## Goal
Pick out every line of the material that contains the word "person", treating uppercase and lowercase as different, and copy each of those lines.

Boundary annotation records

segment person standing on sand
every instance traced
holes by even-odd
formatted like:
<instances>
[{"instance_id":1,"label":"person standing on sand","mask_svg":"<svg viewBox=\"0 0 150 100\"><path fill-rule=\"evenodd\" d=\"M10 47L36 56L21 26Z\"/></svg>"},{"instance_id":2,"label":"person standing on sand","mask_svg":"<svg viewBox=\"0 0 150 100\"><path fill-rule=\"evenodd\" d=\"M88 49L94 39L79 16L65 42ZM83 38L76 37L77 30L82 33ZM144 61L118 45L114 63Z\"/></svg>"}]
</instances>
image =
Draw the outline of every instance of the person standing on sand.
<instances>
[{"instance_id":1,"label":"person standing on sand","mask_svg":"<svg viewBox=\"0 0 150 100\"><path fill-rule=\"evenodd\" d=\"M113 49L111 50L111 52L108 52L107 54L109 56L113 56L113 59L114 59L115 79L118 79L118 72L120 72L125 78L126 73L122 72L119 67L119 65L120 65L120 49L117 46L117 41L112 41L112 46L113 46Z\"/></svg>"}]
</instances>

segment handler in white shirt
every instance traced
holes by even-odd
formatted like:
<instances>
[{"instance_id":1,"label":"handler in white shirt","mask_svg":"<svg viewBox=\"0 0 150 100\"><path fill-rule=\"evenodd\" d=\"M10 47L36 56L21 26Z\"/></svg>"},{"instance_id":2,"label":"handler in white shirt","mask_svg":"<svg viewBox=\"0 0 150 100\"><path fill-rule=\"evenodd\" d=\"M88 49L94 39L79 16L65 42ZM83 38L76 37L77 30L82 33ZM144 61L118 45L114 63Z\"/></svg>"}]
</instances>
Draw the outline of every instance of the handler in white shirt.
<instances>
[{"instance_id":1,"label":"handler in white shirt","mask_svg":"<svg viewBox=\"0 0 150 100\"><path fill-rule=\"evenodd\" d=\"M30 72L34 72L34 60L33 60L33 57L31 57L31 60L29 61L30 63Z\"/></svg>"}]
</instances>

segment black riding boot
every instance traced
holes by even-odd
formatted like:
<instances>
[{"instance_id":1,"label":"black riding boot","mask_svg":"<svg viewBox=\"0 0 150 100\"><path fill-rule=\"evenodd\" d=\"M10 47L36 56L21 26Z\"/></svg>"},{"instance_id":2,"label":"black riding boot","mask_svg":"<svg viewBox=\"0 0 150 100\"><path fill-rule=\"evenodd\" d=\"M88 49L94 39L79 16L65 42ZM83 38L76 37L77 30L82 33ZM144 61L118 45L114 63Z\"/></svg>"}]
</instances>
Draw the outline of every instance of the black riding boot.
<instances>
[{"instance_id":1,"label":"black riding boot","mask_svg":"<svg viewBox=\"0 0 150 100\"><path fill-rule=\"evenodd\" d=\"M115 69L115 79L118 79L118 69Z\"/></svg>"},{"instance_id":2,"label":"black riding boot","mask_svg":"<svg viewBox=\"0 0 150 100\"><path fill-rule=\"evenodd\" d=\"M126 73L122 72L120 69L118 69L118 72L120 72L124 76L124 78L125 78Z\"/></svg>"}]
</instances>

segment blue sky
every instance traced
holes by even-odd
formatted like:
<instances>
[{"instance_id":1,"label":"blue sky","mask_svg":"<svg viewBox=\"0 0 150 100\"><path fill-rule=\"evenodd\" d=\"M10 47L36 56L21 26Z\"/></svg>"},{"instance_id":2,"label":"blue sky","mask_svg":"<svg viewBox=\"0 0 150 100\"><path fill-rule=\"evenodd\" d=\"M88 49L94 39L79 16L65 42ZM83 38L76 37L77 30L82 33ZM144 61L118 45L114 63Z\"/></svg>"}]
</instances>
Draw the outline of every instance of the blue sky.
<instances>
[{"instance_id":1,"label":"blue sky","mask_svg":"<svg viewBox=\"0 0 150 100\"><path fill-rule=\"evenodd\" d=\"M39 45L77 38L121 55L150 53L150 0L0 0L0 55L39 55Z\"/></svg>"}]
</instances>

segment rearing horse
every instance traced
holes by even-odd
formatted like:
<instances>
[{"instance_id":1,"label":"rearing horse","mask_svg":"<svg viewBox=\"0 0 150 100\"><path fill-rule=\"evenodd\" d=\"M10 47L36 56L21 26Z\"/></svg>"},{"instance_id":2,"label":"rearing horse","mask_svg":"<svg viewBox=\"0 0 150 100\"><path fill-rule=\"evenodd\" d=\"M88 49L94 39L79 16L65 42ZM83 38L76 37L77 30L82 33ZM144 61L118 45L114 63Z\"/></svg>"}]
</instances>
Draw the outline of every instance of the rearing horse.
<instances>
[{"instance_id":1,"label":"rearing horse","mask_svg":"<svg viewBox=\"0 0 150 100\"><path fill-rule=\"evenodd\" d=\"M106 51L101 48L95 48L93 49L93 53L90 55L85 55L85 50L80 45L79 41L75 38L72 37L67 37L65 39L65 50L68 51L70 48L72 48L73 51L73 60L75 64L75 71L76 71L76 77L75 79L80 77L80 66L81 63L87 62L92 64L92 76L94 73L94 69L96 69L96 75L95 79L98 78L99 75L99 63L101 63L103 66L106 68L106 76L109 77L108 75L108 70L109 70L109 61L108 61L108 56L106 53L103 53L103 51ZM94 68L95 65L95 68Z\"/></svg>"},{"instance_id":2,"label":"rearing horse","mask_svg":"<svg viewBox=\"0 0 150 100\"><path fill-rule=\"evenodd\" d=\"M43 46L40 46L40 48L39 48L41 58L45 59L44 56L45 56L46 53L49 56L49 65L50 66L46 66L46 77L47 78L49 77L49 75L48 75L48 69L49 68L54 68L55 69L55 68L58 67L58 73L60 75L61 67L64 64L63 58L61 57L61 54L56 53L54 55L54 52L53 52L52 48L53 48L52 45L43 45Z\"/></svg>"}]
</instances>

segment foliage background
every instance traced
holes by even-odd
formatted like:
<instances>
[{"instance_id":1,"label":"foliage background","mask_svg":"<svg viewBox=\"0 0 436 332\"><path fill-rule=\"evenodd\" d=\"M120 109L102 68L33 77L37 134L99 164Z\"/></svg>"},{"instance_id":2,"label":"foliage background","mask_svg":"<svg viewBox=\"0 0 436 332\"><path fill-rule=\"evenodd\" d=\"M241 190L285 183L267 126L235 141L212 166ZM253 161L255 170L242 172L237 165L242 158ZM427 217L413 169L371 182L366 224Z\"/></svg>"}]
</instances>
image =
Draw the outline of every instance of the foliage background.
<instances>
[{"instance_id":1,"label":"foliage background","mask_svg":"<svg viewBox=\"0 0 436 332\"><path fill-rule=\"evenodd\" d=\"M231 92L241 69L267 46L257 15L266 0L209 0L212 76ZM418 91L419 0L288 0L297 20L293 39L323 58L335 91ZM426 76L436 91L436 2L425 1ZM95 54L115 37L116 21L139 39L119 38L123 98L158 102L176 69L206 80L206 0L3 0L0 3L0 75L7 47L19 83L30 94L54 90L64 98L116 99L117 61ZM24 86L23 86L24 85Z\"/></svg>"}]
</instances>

## Answer for the task
segment person standing on sand
[{"instance_id":1,"label":"person standing on sand","mask_svg":"<svg viewBox=\"0 0 150 100\"><path fill-rule=\"evenodd\" d=\"M10 47L36 56L21 26Z\"/></svg>"},{"instance_id":2,"label":"person standing on sand","mask_svg":"<svg viewBox=\"0 0 150 100\"><path fill-rule=\"evenodd\" d=\"M88 49L94 39L79 16L65 42ZM83 38L76 37L77 30L82 33ZM144 61L118 45L114 63Z\"/></svg>"}]
Draw the outline of every instance of the person standing on sand.
[{"instance_id":1,"label":"person standing on sand","mask_svg":"<svg viewBox=\"0 0 150 100\"><path fill-rule=\"evenodd\" d=\"M113 49L111 50L111 52L108 52L107 54L109 56L113 56L113 59L114 59L115 79L118 79L118 72L120 72L125 78L126 73L122 72L119 67L119 65L120 65L120 49L117 46L117 41L112 41L112 46L113 46Z\"/></svg>"}]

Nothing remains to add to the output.